The Seattle Seahawks were on the field for 2,080 official plays during the 2025 season – 1,015 on offense, 1,065 on defense.
All played their role in the Seahawks finishing their 50th anniversary season with a franchise record 14 wins and clinching the No. 1 seed in the playoffs for the fourth time.
But some plays stood out more than others.
And what more appropriate number to settle on for our plays of the season than 12?
So here we go:
1. The Zachward Pass
The strangest play of the Seahawks’ season might have been the most important – running back Zach Charbonnet scoring on a two-point conversion attempt when he picked up the ball in the end zone after Sam Darnold’s pass went backward. Charbonnet’s score – which came after officials halted play after both teams were lined up for the kickoff – tied the game at 30 with 6:23 remaining, allowing the Seahawks to make up a 16-point deficit in just 1:40 of clock time. That set the stage for a 38-37 overtime win over the Los Angeles Rams.

= REQUEST 1 =
Select every line of the records that contains the word "negative".
The article above and the records that come next have nothing to do with each other.

= THE DATA =

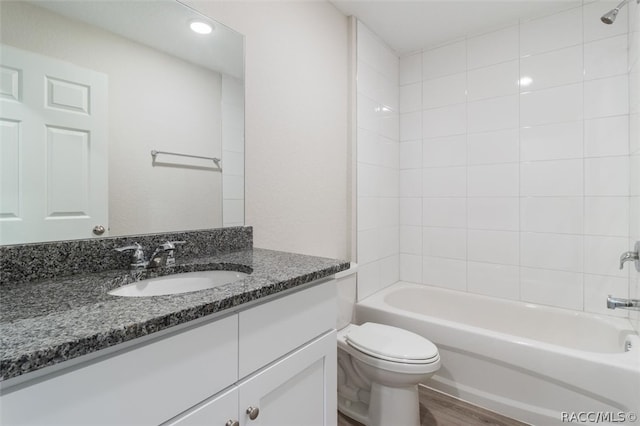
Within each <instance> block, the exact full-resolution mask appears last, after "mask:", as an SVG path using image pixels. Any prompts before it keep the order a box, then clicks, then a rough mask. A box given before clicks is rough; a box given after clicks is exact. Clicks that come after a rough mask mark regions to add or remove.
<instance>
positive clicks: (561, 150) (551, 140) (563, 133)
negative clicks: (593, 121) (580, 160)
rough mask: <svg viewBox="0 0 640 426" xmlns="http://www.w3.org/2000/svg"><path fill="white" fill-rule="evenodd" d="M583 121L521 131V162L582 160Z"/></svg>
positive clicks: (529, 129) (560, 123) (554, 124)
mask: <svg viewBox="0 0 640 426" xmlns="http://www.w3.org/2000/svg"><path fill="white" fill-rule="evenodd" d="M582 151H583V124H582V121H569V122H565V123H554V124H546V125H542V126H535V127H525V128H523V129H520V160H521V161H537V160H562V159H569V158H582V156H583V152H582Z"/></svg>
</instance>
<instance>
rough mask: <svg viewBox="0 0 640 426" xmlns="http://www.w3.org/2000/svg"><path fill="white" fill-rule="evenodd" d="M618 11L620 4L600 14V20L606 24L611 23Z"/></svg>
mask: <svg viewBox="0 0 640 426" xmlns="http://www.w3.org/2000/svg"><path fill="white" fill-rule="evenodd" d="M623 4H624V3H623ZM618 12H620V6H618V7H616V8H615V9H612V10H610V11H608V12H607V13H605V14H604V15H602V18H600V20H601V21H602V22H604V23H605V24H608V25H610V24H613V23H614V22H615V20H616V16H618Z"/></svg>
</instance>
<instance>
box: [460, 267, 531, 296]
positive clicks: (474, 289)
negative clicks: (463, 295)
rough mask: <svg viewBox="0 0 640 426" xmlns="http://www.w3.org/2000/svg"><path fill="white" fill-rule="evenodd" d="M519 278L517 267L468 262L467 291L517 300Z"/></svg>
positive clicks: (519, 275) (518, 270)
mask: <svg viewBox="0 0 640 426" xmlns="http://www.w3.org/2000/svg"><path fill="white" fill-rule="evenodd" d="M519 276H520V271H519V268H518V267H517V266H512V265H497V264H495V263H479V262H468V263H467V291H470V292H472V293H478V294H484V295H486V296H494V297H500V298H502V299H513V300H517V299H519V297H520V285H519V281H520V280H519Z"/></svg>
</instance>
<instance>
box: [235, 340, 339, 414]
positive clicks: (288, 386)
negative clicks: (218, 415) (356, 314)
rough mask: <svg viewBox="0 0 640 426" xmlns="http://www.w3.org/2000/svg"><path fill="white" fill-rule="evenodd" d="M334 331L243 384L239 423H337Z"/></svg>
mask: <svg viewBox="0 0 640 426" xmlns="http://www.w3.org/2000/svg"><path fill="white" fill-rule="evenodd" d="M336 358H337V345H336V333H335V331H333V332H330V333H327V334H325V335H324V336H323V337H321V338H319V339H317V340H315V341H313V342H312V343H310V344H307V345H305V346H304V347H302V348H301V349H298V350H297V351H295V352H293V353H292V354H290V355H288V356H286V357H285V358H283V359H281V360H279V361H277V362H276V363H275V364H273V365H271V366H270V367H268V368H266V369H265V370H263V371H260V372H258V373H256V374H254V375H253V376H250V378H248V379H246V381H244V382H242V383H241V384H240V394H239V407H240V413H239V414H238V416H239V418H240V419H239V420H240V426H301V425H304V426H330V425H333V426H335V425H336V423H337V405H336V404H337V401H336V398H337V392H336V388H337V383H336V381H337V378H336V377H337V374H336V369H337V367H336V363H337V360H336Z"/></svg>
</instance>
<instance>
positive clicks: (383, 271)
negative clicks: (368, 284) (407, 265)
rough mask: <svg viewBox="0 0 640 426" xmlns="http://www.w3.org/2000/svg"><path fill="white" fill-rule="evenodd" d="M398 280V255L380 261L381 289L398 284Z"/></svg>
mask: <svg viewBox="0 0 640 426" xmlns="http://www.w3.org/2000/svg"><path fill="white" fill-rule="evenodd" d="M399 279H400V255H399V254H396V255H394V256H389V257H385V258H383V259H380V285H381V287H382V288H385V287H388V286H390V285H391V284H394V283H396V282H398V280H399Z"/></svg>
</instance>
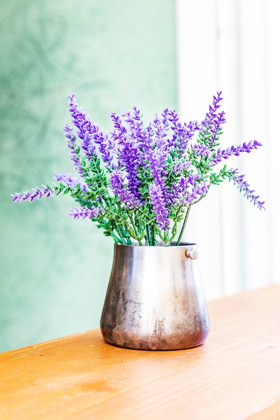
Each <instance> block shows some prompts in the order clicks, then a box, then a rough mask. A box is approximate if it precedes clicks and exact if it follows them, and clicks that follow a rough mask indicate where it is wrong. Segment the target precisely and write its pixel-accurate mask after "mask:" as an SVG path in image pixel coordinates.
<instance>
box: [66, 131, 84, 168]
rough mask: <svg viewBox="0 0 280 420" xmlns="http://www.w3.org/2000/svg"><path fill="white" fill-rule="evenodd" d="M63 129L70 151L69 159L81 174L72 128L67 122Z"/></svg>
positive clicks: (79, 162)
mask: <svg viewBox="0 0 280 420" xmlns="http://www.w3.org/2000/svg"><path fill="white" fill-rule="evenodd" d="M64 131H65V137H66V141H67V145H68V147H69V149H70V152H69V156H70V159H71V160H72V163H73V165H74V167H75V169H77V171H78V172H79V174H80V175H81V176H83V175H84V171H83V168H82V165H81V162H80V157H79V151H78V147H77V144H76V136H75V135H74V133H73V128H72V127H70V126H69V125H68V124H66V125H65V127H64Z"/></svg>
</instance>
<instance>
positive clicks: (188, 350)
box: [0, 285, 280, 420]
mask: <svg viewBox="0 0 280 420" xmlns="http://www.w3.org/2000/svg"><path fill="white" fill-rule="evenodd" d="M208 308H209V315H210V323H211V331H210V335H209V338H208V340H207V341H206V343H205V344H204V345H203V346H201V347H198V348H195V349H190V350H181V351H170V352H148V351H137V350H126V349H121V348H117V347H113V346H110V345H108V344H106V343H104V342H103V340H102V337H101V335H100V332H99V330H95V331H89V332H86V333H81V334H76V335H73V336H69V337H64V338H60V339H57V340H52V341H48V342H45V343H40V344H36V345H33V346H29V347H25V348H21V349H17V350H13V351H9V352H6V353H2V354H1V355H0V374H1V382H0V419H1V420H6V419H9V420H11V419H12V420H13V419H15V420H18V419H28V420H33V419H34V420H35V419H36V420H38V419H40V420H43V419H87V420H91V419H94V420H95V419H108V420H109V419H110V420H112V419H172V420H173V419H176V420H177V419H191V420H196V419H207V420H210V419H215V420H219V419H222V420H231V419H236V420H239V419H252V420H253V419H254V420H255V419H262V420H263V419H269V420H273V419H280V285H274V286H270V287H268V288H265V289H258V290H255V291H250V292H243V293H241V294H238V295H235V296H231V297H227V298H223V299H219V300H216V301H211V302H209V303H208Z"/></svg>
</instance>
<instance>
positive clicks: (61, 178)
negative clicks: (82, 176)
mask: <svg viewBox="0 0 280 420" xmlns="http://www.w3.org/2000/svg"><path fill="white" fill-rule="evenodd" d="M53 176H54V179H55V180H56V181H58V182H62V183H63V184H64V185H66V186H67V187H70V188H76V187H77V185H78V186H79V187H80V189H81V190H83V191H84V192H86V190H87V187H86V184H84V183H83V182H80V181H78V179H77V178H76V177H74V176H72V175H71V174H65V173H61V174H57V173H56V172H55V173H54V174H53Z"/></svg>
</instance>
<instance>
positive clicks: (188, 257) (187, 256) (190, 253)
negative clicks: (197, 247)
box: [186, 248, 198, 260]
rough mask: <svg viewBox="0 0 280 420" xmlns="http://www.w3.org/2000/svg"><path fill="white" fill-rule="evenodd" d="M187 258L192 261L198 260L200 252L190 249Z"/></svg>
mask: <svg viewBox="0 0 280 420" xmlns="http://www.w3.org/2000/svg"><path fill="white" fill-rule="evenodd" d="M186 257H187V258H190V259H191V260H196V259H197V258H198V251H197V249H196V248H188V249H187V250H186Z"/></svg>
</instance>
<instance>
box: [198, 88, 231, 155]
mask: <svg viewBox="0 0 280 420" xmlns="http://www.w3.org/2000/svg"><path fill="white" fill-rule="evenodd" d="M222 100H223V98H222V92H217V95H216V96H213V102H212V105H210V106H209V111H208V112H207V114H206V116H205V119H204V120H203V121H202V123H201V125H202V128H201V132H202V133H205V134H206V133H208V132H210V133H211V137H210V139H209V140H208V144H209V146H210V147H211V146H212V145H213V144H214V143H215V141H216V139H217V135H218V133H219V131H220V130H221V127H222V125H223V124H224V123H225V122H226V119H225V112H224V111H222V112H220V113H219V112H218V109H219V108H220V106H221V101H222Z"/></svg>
...
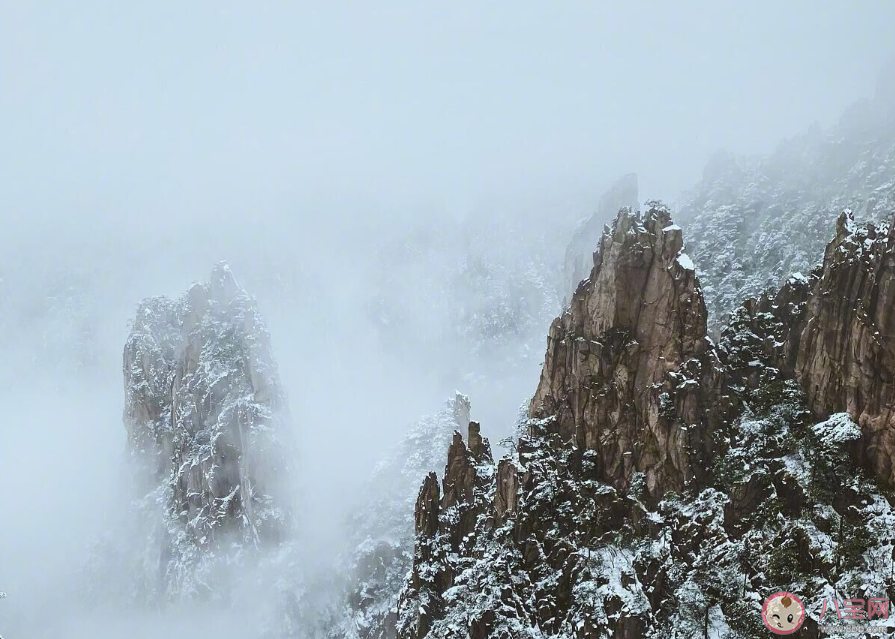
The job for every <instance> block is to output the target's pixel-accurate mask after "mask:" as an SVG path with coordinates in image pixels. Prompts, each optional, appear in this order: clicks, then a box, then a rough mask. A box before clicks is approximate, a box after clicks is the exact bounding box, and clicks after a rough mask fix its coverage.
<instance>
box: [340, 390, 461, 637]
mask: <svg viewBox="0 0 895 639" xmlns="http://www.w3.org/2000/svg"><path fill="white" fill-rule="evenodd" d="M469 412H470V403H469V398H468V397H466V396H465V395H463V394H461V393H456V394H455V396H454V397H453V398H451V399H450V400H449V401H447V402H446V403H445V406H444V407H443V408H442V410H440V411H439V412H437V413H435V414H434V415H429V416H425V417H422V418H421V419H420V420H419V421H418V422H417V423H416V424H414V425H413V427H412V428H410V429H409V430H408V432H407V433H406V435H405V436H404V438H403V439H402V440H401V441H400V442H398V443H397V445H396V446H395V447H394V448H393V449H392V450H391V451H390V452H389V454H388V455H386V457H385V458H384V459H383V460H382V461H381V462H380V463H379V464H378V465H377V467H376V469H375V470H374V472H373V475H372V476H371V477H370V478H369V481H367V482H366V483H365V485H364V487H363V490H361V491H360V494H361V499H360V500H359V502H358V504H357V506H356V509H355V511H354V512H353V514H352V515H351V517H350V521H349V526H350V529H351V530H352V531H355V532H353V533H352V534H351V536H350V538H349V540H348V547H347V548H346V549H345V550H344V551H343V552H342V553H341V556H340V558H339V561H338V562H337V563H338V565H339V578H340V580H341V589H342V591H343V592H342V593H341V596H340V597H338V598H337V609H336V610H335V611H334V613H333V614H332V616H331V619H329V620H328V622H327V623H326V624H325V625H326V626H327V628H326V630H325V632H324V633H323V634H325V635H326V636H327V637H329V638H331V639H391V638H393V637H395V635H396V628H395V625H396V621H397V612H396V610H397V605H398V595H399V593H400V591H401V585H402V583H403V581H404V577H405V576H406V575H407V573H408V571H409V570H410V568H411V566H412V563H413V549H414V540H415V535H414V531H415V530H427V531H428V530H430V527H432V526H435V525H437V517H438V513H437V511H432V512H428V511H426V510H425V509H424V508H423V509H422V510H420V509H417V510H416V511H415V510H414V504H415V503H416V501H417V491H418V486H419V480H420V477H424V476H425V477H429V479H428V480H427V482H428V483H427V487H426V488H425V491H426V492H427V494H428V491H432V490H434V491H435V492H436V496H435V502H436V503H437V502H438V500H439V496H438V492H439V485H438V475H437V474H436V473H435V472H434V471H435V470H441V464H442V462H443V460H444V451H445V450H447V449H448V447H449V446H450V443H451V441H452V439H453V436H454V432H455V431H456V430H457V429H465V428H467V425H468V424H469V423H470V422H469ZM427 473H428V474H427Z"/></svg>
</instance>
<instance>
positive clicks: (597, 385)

= REQUEST 2 =
Decide whether each statement agrees with the Seahawks article above, answering yes or no and quoting the words that decide it: (a) In 2025 the Seahawks were on the field for more plays on defense than on offense. (b) Clinching the No. 1 playoff seed was a first for the team. (c) The Seahawks beat the Los Angeles Rams in overtime.

= RESPONSE 1 =
negative clicks: (593, 121) (580, 160)
negative clicks: (463, 295)
negative clicks: (218, 415) (356, 314)
negative clicks: (368, 284) (407, 265)
negative clicks: (82, 176)
negative clicks: (197, 247)

= RESPONSE 2 =
(a) Yes: "1,015 on offense, 1,065 on defense"
(b) No: "clinching the No. 1 seed in the playoffs for the fourth time"
(c) Yes: "a 38-37 overtime win over the Los Angeles Rams"